BEGIN DATA FOR PROCESSING

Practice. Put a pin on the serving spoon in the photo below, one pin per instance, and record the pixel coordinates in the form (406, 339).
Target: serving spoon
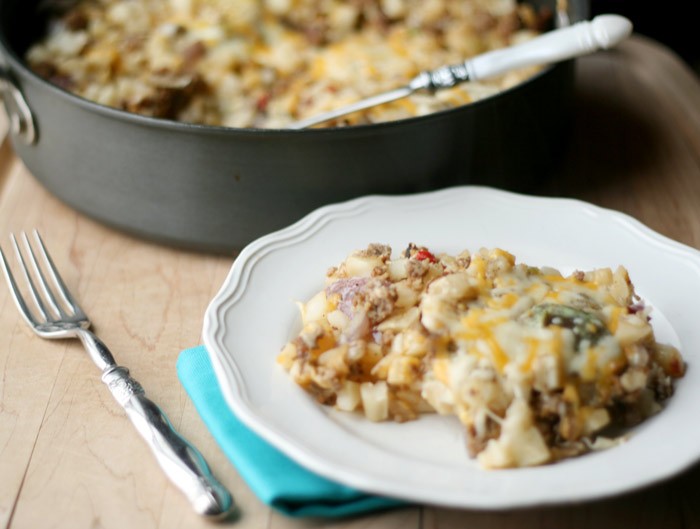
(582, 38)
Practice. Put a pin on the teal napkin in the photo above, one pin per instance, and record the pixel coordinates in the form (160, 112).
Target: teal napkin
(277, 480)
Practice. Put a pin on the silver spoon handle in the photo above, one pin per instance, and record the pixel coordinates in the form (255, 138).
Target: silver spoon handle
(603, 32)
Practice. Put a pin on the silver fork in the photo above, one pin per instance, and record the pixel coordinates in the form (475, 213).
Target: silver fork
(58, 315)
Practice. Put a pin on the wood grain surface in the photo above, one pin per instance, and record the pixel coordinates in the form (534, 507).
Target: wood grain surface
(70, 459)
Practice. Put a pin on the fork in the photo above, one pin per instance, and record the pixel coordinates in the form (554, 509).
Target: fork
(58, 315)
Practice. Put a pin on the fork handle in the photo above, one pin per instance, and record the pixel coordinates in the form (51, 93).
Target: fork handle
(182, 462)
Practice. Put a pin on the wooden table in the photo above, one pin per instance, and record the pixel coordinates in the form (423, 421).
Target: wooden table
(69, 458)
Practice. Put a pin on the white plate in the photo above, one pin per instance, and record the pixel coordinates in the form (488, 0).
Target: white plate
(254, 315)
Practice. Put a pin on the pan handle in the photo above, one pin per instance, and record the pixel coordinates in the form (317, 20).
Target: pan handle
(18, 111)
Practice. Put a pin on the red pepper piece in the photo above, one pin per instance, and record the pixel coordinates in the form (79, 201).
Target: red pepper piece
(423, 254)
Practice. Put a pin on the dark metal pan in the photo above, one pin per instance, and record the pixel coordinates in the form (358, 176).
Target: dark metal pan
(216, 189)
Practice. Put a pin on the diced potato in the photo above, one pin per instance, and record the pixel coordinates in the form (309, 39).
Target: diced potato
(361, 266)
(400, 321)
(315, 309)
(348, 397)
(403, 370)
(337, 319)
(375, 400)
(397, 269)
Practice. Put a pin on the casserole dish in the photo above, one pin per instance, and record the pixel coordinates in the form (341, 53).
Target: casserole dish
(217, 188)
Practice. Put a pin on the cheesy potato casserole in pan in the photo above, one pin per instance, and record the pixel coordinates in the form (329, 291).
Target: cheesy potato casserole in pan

END DATA FOR PROCESSING
BEGIN DATA FOR PROCESSING

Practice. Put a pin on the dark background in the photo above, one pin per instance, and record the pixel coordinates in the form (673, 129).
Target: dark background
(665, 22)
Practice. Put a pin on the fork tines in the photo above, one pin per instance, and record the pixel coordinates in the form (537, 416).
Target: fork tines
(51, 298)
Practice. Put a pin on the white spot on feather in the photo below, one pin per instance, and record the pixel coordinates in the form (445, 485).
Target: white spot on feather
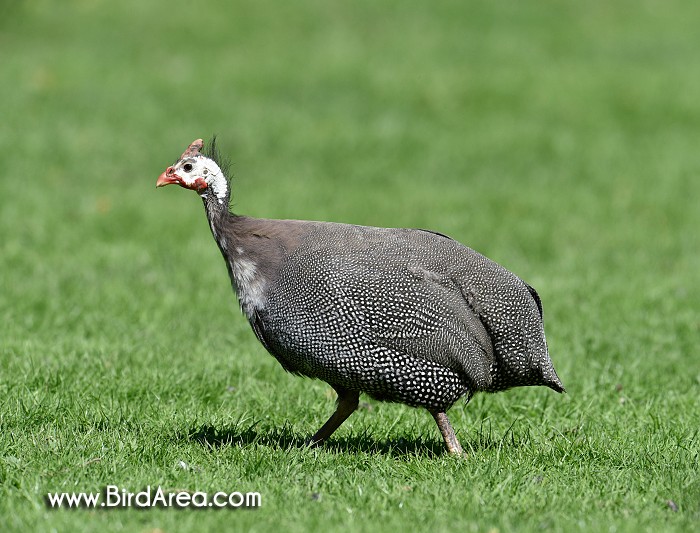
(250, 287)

END DATA FOR PROCESSING
BEGIN DATA FOR PROCESSING

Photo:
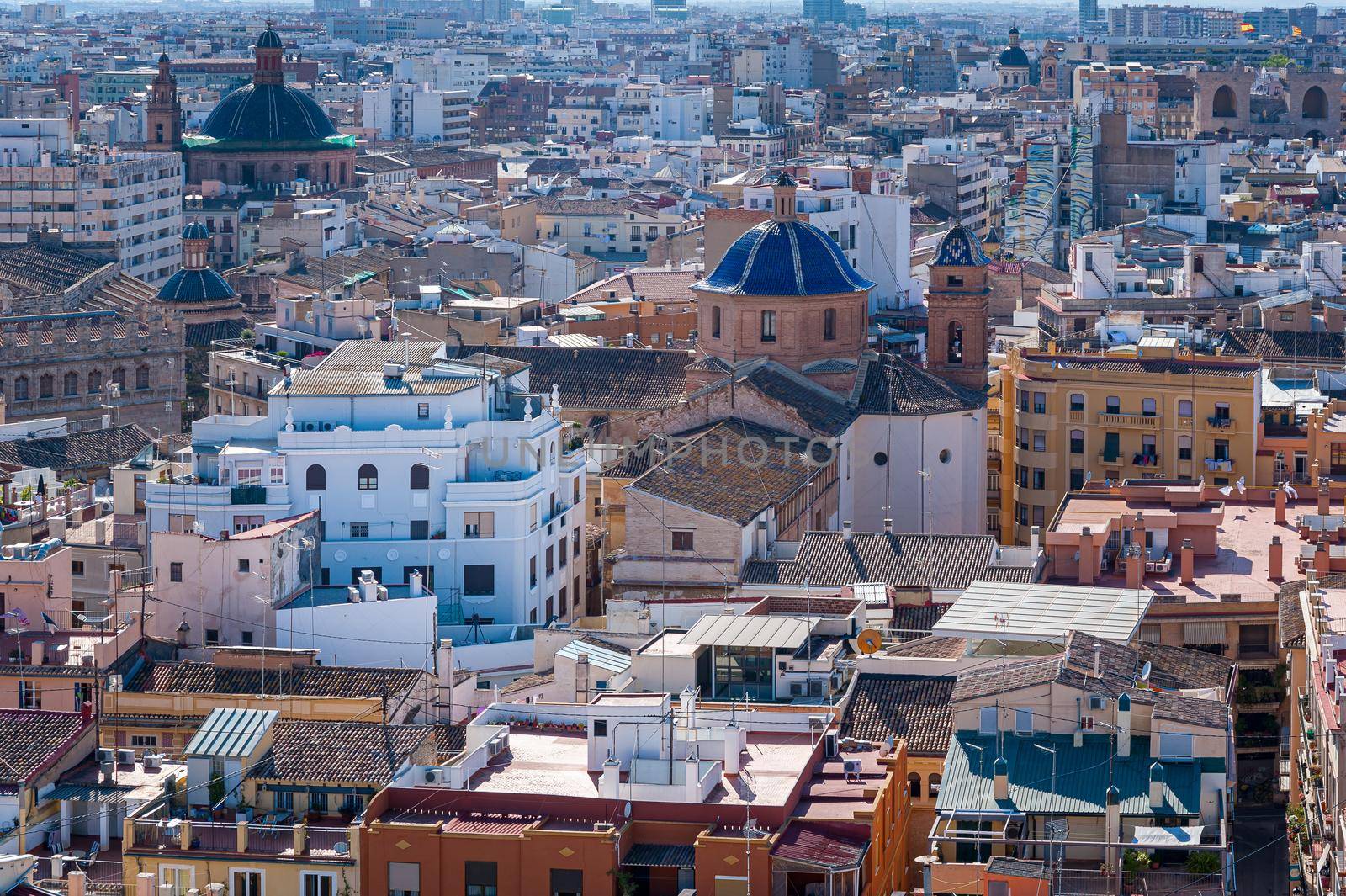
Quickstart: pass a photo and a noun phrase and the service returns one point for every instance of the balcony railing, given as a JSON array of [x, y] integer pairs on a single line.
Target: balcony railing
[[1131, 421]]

END DATA FOR PROCESSING

- _WHAT YOU SHOULD DO_
Your reply should consist of one number: how many lines of the material above include the word "cheesy".

- _WRITTEN ANSWER_
2